▶ [SUPPLIED RECORDS]:
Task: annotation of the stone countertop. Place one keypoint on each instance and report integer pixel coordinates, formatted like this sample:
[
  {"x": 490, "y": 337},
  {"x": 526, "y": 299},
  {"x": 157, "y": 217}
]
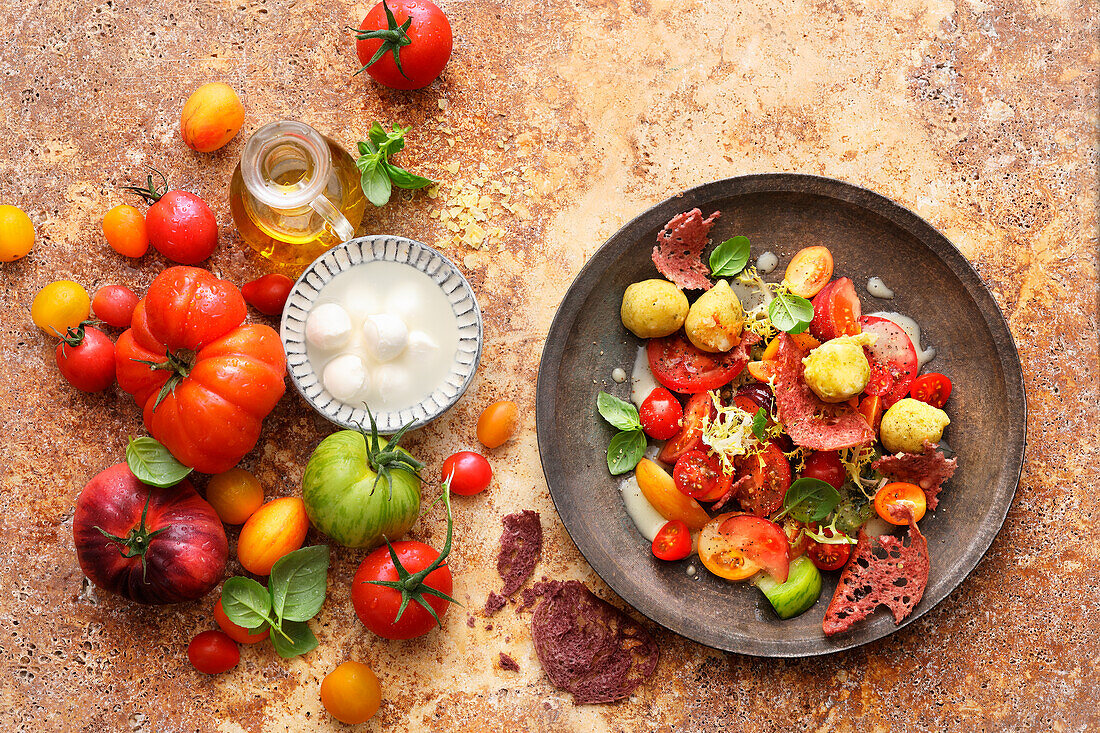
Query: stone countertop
[{"x": 553, "y": 124}]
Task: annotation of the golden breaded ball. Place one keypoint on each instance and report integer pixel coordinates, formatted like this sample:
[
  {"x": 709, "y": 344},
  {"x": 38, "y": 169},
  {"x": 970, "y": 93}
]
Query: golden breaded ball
[
  {"x": 909, "y": 423},
  {"x": 653, "y": 308}
]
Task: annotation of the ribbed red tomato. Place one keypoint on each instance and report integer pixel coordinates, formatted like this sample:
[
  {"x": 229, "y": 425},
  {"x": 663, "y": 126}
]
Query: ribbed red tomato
[
  {"x": 205, "y": 382},
  {"x": 149, "y": 545}
]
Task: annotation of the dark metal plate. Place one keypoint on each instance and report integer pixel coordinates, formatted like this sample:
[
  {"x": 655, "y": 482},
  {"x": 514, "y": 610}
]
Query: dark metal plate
[{"x": 868, "y": 236}]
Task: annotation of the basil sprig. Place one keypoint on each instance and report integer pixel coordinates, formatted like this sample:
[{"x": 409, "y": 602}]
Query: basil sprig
[
  {"x": 295, "y": 593},
  {"x": 729, "y": 258},
  {"x": 628, "y": 446},
  {"x": 790, "y": 313},
  {"x": 154, "y": 465},
  {"x": 378, "y": 175},
  {"x": 810, "y": 500}
]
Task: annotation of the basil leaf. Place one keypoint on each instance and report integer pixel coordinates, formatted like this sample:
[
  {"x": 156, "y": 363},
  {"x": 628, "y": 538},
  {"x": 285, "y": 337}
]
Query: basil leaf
[
  {"x": 729, "y": 258},
  {"x": 625, "y": 450},
  {"x": 759, "y": 423},
  {"x": 298, "y": 583},
  {"x": 403, "y": 178},
  {"x": 618, "y": 413},
  {"x": 152, "y": 463},
  {"x": 790, "y": 313},
  {"x": 245, "y": 602},
  {"x": 810, "y": 500},
  {"x": 300, "y": 642}
]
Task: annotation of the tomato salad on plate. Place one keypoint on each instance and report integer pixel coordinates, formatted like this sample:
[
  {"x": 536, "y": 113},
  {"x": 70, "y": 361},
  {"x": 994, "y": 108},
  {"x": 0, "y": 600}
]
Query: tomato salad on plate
[{"x": 778, "y": 431}]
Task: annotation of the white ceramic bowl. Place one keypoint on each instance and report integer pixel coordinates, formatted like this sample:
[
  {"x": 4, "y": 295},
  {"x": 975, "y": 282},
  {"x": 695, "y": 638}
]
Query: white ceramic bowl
[{"x": 342, "y": 258}]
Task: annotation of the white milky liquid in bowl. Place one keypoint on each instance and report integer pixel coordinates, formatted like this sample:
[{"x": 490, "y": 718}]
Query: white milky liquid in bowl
[{"x": 400, "y": 291}]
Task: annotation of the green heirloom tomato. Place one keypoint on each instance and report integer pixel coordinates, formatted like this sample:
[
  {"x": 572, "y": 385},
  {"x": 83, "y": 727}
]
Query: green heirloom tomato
[{"x": 361, "y": 490}]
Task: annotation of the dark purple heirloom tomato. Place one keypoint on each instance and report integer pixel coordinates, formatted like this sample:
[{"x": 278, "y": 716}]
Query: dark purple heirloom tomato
[{"x": 150, "y": 545}]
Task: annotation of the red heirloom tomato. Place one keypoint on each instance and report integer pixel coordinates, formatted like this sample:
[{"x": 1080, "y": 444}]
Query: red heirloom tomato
[
  {"x": 404, "y": 44},
  {"x": 149, "y": 545},
  {"x": 86, "y": 358},
  {"x": 205, "y": 382}
]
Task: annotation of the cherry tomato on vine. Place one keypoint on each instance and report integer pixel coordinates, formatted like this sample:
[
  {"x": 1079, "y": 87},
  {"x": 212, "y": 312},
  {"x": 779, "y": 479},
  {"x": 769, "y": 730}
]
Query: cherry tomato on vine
[
  {"x": 212, "y": 653},
  {"x": 114, "y": 305},
  {"x": 351, "y": 692},
  {"x": 933, "y": 389},
  {"x": 404, "y": 44},
  {"x": 472, "y": 472},
  {"x": 660, "y": 414},
  {"x": 672, "y": 542}
]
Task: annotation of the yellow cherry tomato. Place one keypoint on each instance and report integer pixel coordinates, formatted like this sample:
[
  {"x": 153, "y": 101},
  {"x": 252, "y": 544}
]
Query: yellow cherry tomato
[
  {"x": 497, "y": 423},
  {"x": 17, "y": 233},
  {"x": 351, "y": 692},
  {"x": 234, "y": 495},
  {"x": 59, "y": 306},
  {"x": 274, "y": 529}
]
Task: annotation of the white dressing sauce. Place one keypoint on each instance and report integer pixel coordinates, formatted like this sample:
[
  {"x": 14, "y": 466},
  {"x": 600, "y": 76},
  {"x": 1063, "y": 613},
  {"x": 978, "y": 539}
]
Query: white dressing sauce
[
  {"x": 641, "y": 378},
  {"x": 878, "y": 288},
  {"x": 913, "y": 330},
  {"x": 403, "y": 331}
]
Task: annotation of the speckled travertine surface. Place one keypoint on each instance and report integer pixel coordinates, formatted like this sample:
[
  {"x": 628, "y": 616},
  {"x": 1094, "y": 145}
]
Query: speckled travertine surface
[{"x": 978, "y": 116}]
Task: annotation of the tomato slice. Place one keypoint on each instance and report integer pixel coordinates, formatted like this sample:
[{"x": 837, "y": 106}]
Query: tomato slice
[
  {"x": 892, "y": 360},
  {"x": 895, "y": 501},
  {"x": 933, "y": 389},
  {"x": 672, "y": 542},
  {"x": 836, "y": 310},
  {"x": 699, "y": 409},
  {"x": 761, "y": 540},
  {"x": 810, "y": 271},
  {"x": 680, "y": 367}
]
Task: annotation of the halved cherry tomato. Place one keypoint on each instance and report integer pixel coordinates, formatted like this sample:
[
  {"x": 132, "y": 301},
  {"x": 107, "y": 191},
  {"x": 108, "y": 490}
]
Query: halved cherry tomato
[
  {"x": 680, "y": 367},
  {"x": 699, "y": 409},
  {"x": 892, "y": 359},
  {"x": 660, "y": 414},
  {"x": 697, "y": 474},
  {"x": 895, "y": 501},
  {"x": 672, "y": 542},
  {"x": 825, "y": 465},
  {"x": 810, "y": 271},
  {"x": 836, "y": 310},
  {"x": 660, "y": 490},
  {"x": 933, "y": 389},
  {"x": 760, "y": 540}
]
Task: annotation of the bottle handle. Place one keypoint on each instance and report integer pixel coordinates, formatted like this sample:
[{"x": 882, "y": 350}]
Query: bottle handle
[{"x": 332, "y": 216}]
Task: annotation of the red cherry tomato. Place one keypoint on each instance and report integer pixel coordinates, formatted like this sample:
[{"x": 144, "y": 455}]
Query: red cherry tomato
[
  {"x": 267, "y": 294},
  {"x": 672, "y": 542},
  {"x": 661, "y": 414},
  {"x": 699, "y": 408},
  {"x": 212, "y": 653},
  {"x": 114, "y": 305},
  {"x": 472, "y": 472},
  {"x": 697, "y": 476},
  {"x": 86, "y": 359},
  {"x": 825, "y": 465},
  {"x": 933, "y": 389},
  {"x": 424, "y": 47}
]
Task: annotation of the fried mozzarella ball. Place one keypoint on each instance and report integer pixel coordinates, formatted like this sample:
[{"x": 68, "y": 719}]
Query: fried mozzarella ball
[
  {"x": 653, "y": 308},
  {"x": 715, "y": 320},
  {"x": 838, "y": 369},
  {"x": 909, "y": 423}
]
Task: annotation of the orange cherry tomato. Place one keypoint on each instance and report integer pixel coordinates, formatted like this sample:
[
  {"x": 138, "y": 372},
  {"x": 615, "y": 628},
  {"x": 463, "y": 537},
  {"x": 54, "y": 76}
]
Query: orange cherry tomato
[
  {"x": 497, "y": 423},
  {"x": 124, "y": 229},
  {"x": 892, "y": 501},
  {"x": 810, "y": 271},
  {"x": 351, "y": 692},
  {"x": 239, "y": 634},
  {"x": 235, "y": 495},
  {"x": 276, "y": 528}
]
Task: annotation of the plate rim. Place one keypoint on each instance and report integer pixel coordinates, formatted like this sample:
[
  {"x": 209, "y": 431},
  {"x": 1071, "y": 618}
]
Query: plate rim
[{"x": 900, "y": 216}]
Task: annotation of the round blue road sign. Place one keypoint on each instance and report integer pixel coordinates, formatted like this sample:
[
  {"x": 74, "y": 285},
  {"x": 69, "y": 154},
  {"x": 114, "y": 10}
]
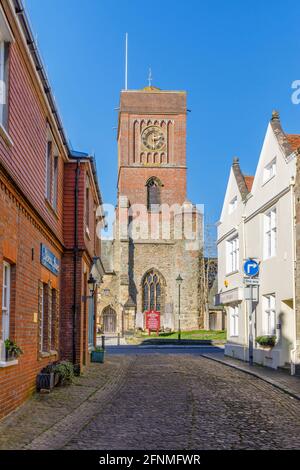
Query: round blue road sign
[{"x": 251, "y": 267}]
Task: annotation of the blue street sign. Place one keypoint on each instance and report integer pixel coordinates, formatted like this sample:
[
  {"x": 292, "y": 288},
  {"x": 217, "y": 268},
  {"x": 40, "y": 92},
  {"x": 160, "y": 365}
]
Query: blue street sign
[
  {"x": 251, "y": 267},
  {"x": 49, "y": 260}
]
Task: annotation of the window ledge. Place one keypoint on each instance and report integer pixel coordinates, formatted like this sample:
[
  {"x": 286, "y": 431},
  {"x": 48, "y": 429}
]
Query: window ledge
[
  {"x": 44, "y": 354},
  {"x": 8, "y": 363},
  {"x": 6, "y": 137},
  {"x": 51, "y": 208},
  {"x": 232, "y": 272}
]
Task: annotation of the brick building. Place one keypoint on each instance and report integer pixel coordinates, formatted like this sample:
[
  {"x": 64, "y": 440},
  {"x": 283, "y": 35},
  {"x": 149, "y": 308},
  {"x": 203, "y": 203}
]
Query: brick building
[
  {"x": 150, "y": 247},
  {"x": 48, "y": 200}
]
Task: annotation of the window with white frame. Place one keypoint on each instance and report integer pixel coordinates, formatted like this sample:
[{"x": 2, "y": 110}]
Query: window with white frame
[
  {"x": 270, "y": 233},
  {"x": 233, "y": 205},
  {"x": 269, "y": 315},
  {"x": 4, "y": 47},
  {"x": 234, "y": 320},
  {"x": 232, "y": 257},
  {"x": 6, "y": 283},
  {"x": 52, "y": 168},
  {"x": 269, "y": 170}
]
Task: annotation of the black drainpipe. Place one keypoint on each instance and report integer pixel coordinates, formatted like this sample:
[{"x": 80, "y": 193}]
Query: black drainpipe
[{"x": 75, "y": 254}]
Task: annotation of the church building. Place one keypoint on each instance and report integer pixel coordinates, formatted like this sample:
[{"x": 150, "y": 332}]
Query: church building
[{"x": 157, "y": 231}]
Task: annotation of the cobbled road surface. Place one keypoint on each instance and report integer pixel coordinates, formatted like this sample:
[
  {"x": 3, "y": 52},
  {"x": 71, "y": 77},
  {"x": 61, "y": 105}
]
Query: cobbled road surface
[{"x": 170, "y": 401}]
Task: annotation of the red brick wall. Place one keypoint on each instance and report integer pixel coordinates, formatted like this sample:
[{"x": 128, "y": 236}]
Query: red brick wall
[
  {"x": 18, "y": 236},
  {"x": 139, "y": 105}
]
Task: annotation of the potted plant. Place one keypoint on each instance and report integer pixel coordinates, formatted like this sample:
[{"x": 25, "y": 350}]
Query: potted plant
[
  {"x": 12, "y": 350},
  {"x": 47, "y": 378},
  {"x": 65, "y": 372},
  {"x": 266, "y": 341},
  {"x": 98, "y": 355}
]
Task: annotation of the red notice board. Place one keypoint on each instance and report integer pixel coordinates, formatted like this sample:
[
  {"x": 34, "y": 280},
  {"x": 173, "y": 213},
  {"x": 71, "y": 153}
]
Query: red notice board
[{"x": 152, "y": 321}]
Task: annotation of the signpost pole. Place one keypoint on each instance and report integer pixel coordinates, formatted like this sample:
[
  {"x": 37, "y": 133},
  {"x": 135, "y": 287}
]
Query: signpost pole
[
  {"x": 251, "y": 270},
  {"x": 251, "y": 327},
  {"x": 179, "y": 328}
]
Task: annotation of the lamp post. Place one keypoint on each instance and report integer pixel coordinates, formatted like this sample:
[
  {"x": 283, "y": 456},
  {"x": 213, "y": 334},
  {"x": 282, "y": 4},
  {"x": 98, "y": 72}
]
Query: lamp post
[
  {"x": 179, "y": 282},
  {"x": 92, "y": 285}
]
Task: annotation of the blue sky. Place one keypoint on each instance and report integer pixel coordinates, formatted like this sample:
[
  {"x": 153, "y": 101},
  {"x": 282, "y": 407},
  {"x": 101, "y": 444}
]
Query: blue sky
[{"x": 236, "y": 59}]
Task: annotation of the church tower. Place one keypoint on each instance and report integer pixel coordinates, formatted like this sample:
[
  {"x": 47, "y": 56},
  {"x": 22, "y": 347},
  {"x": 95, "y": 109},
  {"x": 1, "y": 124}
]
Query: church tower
[{"x": 152, "y": 189}]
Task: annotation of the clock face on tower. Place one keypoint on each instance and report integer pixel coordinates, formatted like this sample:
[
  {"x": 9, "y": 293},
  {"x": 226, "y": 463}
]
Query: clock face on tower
[{"x": 153, "y": 138}]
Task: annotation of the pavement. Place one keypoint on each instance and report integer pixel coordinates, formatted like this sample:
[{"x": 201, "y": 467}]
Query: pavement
[
  {"x": 279, "y": 378},
  {"x": 158, "y": 398}
]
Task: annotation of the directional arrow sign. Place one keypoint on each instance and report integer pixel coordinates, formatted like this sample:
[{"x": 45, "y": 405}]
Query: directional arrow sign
[
  {"x": 251, "y": 282},
  {"x": 251, "y": 267}
]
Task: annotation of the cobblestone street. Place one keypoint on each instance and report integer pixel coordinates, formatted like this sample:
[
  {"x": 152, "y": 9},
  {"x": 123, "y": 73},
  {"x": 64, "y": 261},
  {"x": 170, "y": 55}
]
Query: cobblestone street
[
  {"x": 184, "y": 402},
  {"x": 162, "y": 401}
]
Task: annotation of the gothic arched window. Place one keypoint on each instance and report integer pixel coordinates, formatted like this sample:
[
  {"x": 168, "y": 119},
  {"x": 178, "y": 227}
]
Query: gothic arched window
[
  {"x": 153, "y": 194},
  {"x": 152, "y": 292}
]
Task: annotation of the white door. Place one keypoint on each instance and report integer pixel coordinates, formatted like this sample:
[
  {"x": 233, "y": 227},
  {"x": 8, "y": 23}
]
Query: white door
[{"x": 5, "y": 301}]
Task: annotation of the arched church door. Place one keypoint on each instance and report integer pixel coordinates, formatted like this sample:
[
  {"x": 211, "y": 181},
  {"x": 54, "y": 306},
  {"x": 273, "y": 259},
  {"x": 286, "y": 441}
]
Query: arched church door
[
  {"x": 109, "y": 320},
  {"x": 152, "y": 292}
]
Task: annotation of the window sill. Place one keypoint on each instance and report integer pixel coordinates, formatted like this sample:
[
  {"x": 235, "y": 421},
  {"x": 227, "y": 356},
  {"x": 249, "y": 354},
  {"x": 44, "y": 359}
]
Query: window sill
[
  {"x": 4, "y": 364},
  {"x": 232, "y": 272},
  {"x": 45, "y": 354},
  {"x": 5, "y": 136},
  {"x": 51, "y": 208}
]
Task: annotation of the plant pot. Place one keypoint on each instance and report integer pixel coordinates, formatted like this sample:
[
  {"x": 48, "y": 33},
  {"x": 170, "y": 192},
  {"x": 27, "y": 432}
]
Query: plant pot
[
  {"x": 10, "y": 355},
  {"x": 97, "y": 356},
  {"x": 46, "y": 381}
]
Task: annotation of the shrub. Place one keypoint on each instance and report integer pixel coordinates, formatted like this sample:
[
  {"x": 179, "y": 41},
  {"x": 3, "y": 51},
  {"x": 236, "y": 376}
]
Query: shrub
[
  {"x": 65, "y": 370},
  {"x": 266, "y": 341}
]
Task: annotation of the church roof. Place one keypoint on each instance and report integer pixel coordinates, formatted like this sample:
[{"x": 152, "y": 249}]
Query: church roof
[
  {"x": 294, "y": 140},
  {"x": 150, "y": 88},
  {"x": 244, "y": 182}
]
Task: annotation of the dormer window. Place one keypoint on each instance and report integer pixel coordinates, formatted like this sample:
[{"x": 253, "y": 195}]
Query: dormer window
[
  {"x": 233, "y": 205},
  {"x": 5, "y": 40},
  {"x": 270, "y": 170},
  {"x": 51, "y": 190}
]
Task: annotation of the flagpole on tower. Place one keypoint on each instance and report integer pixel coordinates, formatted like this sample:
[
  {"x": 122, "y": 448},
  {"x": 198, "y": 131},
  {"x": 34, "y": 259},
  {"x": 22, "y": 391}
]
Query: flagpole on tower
[{"x": 126, "y": 61}]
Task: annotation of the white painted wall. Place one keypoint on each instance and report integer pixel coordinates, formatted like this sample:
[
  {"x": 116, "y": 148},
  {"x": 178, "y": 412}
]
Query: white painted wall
[{"x": 276, "y": 273}]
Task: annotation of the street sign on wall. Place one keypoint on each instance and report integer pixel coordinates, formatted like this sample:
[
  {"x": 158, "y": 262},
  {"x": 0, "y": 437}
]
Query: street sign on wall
[
  {"x": 251, "y": 293},
  {"x": 251, "y": 267},
  {"x": 49, "y": 260},
  {"x": 250, "y": 281}
]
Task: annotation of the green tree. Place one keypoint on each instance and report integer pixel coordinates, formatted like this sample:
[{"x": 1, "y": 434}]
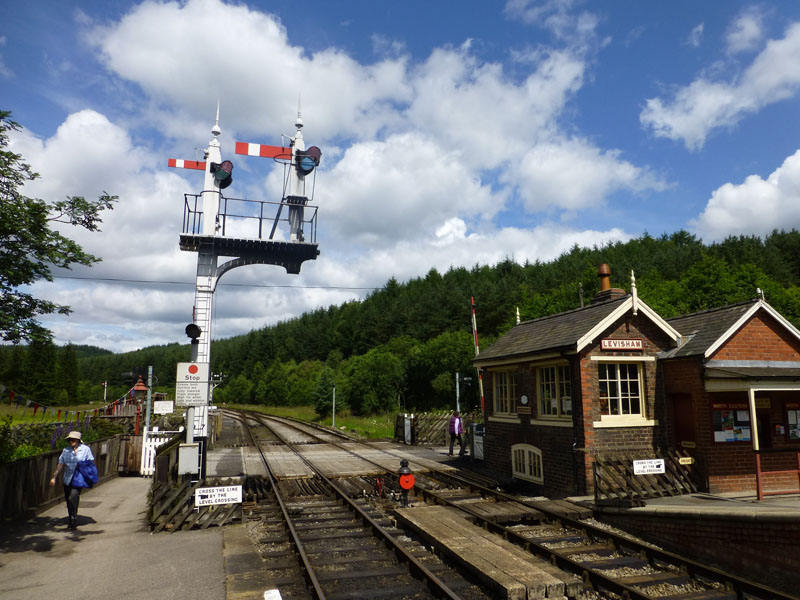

▶ [PROMPT]:
Given the data above, transcribe exactly the lines from the one containing "Query: white milky liquid in bowl" down to the one containing "Task: annotation of the dark purple", and no others.

▶ [ANSWER BOX]:
Query: white milky liquid in bowl
[{"x": 400, "y": 291}]
Task: annotation of the green heirloom tomato. Place one keypoint on each instance and report integer pixel coordinates, formatted like this sample:
[
  {"x": 572, "y": 385},
  {"x": 83, "y": 727}
]
Query: green heirloom tomato
[{"x": 361, "y": 490}]
Task: annotation of the dark purple heirloom tomato. Place one keypoint on each instance and report integer pixel coordinates, formatted like this sample:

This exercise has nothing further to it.